-- Exercise aim --
Scan the records for "single" and copy each line that contains it.

BEGIN Dataset content

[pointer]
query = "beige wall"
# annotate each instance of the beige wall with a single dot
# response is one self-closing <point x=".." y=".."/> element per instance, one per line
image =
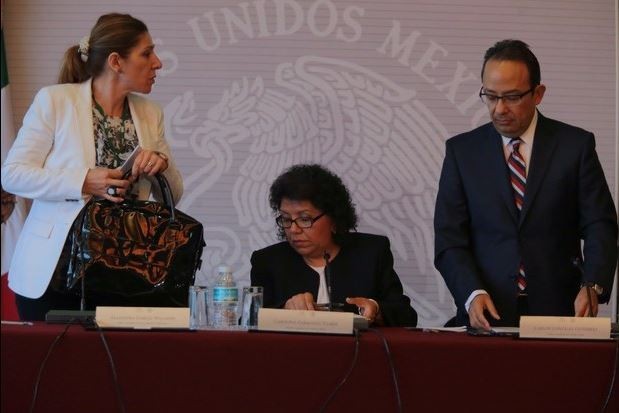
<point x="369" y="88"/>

END Dataset content
BEGIN Dataset content

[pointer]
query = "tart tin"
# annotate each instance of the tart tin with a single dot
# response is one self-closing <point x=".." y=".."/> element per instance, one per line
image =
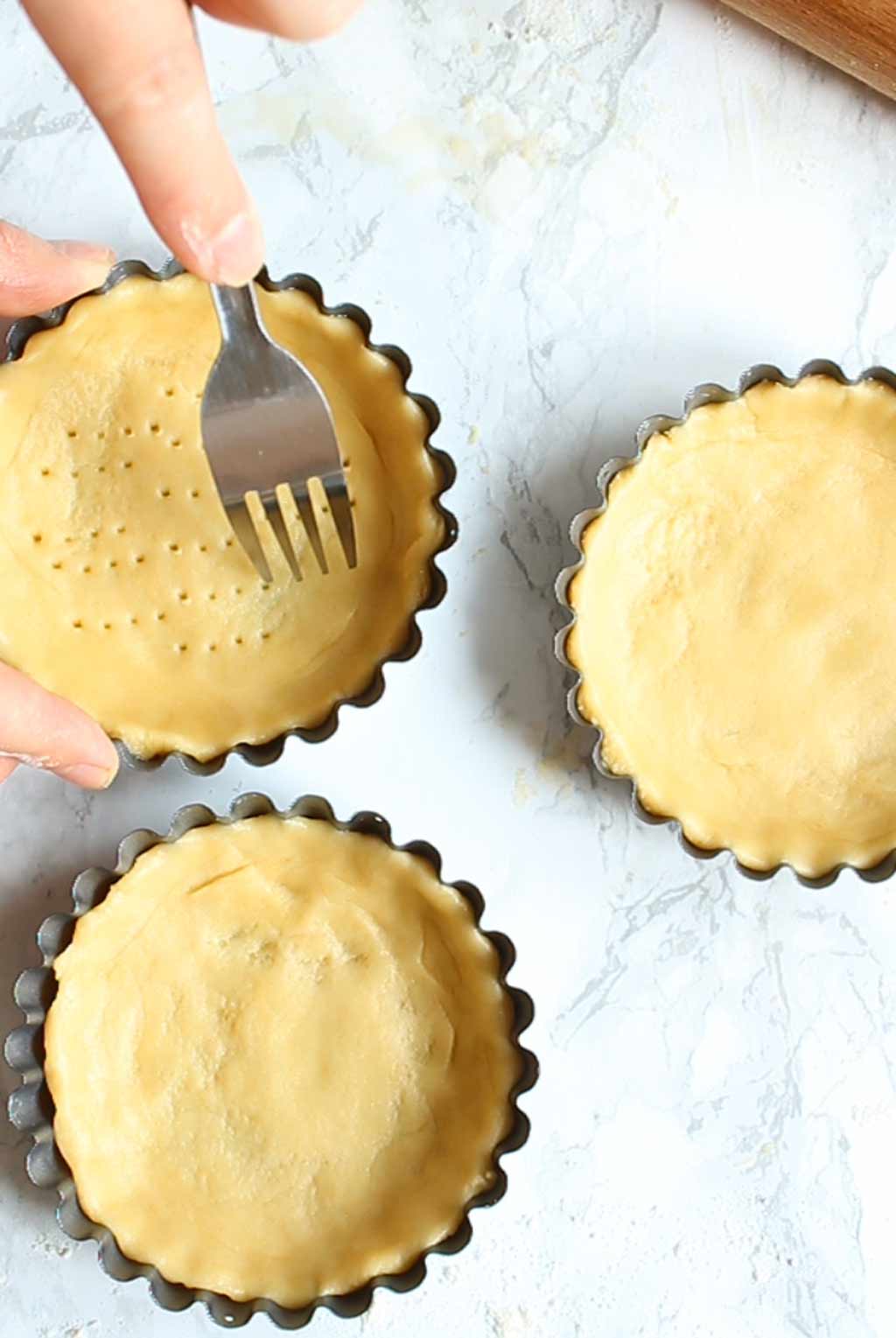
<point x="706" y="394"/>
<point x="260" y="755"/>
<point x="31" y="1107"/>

END Dataset content

-- Task solution --
# annotate each instance of the beige wall with a single dot
# annotate each instance of the tart tin with a single dot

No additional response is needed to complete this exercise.